- [Your objective]: Set each line of the records down again exactly, please.
··· Material supplied
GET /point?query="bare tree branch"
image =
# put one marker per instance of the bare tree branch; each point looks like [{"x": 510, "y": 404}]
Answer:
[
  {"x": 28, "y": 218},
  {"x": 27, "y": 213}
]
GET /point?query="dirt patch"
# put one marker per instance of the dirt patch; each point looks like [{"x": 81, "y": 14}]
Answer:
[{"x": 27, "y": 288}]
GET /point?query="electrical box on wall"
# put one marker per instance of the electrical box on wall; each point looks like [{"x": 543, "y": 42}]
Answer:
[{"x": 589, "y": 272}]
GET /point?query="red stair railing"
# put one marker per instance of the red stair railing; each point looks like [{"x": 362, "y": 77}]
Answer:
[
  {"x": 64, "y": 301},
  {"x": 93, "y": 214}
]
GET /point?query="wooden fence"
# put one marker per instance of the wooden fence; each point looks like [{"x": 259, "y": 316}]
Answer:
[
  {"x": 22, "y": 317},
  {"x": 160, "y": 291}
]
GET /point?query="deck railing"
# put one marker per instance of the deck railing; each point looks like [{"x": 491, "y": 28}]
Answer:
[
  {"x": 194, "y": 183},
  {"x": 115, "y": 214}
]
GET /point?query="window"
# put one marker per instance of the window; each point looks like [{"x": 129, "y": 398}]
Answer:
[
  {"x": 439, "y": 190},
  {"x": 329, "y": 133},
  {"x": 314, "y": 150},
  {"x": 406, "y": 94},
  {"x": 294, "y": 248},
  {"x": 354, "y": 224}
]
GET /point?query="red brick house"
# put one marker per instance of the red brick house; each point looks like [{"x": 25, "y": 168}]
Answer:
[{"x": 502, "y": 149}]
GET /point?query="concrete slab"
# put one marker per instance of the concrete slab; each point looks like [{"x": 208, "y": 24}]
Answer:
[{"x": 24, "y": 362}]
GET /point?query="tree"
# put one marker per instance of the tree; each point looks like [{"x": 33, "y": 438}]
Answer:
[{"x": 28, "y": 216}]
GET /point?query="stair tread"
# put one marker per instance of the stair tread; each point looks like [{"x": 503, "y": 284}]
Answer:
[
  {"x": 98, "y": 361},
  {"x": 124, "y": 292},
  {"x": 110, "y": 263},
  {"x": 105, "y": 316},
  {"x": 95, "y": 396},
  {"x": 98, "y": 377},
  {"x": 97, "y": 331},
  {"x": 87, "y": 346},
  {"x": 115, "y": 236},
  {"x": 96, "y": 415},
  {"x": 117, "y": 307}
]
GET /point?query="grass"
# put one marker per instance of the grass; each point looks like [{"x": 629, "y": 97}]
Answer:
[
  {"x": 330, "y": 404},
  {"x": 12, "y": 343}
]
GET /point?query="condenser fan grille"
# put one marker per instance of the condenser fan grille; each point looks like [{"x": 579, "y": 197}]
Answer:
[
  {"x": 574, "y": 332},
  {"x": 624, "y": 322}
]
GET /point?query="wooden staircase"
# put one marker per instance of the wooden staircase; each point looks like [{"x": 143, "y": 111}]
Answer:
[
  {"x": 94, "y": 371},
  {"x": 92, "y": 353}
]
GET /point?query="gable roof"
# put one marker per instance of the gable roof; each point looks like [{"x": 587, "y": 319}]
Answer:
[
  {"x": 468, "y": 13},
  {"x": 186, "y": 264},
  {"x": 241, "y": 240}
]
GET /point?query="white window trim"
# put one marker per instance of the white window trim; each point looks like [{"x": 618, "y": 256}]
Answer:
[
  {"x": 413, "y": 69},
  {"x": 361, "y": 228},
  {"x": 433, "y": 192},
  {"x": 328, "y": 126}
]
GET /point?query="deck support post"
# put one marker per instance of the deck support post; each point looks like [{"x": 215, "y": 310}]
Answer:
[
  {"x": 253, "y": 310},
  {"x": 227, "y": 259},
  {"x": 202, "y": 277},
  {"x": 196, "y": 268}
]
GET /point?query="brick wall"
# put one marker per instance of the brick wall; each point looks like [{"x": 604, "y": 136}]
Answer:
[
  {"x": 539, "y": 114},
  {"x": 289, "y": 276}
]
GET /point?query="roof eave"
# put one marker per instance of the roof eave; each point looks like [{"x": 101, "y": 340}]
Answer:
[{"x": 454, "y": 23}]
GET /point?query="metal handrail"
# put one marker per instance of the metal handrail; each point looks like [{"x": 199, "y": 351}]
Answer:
······
- [Exercise result]:
GET /point?query="bare tree branch"
image =
# put one marker per instance of the bare tree branch; each point looks like [{"x": 510, "y": 404}]
Answer:
[
  {"x": 28, "y": 218},
  {"x": 27, "y": 213}
]
GET /point?query="dirt patch"
# put one marker per instance of the dirt patch; each point looks like [{"x": 81, "y": 14}]
Answer:
[{"x": 27, "y": 288}]
GET /point?query="electrical box on wall"
# put one marker per instance of the electrical box on wall; each point looks like [{"x": 543, "y": 42}]
Answer:
[{"x": 589, "y": 272}]
GET /point?query="red stair railing"
# put one marker per instance of the red stair railing; each point looks like [{"x": 362, "y": 77}]
Answer:
[
  {"x": 64, "y": 301},
  {"x": 93, "y": 214}
]
GET /point?query="wooden fence"
# put one marker per instance of the wooden fence; each point looks like [{"x": 259, "y": 316}]
Answer:
[
  {"x": 22, "y": 317},
  {"x": 160, "y": 291}
]
GET /point?query="deck railing"
# put one marker per instance of the deck railing; each point looks like [{"x": 491, "y": 28}]
Answer:
[
  {"x": 194, "y": 183},
  {"x": 115, "y": 214}
]
GET /point?query="window"
# put one marker per instance of the window; each point looks like [{"x": 129, "y": 398}]
Answer:
[
  {"x": 439, "y": 190},
  {"x": 329, "y": 133},
  {"x": 314, "y": 150},
  {"x": 406, "y": 94},
  {"x": 294, "y": 248},
  {"x": 354, "y": 224}
]
GET /point?query="red brick house"
# put one marker per instance of the red brick house; each point looks like [{"x": 25, "y": 168}]
Answer:
[{"x": 502, "y": 149}]
GET /point?query="concrete slab"
# put one marker per instance of the concrete slab; each point looks like [{"x": 208, "y": 24}]
Answer:
[{"x": 24, "y": 362}]
GET /point?query="tree"
# put one marker per instance of the tree; each point looks like [{"x": 33, "y": 438}]
Answer:
[{"x": 28, "y": 216}]
GET /point?query="stair tread"
# put one marker per instance of the stair tread; each point looks like [{"x": 503, "y": 284}]
Answer:
[
  {"x": 98, "y": 361},
  {"x": 124, "y": 292},
  {"x": 110, "y": 263},
  {"x": 105, "y": 316},
  {"x": 95, "y": 396},
  {"x": 98, "y": 377},
  {"x": 97, "y": 331},
  {"x": 87, "y": 346},
  {"x": 115, "y": 236},
  {"x": 96, "y": 415},
  {"x": 117, "y": 307}
]
GET /point?query="grass"
# put one marker per instance of the grass; each point looks like [{"x": 629, "y": 97}]
Answer:
[
  {"x": 330, "y": 404},
  {"x": 12, "y": 343}
]
GET /point?query="condenser fan grille"
# put one marker per instance of the condenser fan grille; each point looks like [{"x": 579, "y": 197}]
Answer:
[
  {"x": 574, "y": 332},
  {"x": 624, "y": 322}
]
GET /point?query="wooden staircase"
# put one marker per instance of the wooden staircase; each point looks like [{"x": 143, "y": 111}]
Answer:
[
  {"x": 94, "y": 371},
  {"x": 92, "y": 353}
]
GET /point?query="gable roof"
# put one marker per instance of the gable roof; each point looks like [{"x": 587, "y": 319}]
Answer:
[
  {"x": 468, "y": 13},
  {"x": 186, "y": 264},
  {"x": 241, "y": 240}
]
GET /point?query="white window trim"
# put one marker per instance of the white window trim; each point looks like [{"x": 618, "y": 256}]
Answer:
[
  {"x": 413, "y": 69},
  {"x": 361, "y": 228},
  {"x": 433, "y": 192},
  {"x": 328, "y": 126}
]
GET /point?query="deck support post"
# put one marker per instance of the deck support post; each point looks like [{"x": 215, "y": 310}]
Answer:
[
  {"x": 253, "y": 310},
  {"x": 227, "y": 259},
  {"x": 202, "y": 277},
  {"x": 196, "y": 268}
]
GET /point?query="brick wall"
# put one marker per instance of the brick wall; each point looks like [{"x": 604, "y": 136}]
Answer:
[
  {"x": 539, "y": 114},
  {"x": 289, "y": 276}
]
GET /point?query="roof eave"
# put one marker per instance of the roof eave; each point looks like [{"x": 101, "y": 340}]
Answer:
[{"x": 454, "y": 23}]
GET /point?query="metal handrail"
# put one marker per instance of the metal handrail; each point looks like [{"x": 199, "y": 351}]
Answer:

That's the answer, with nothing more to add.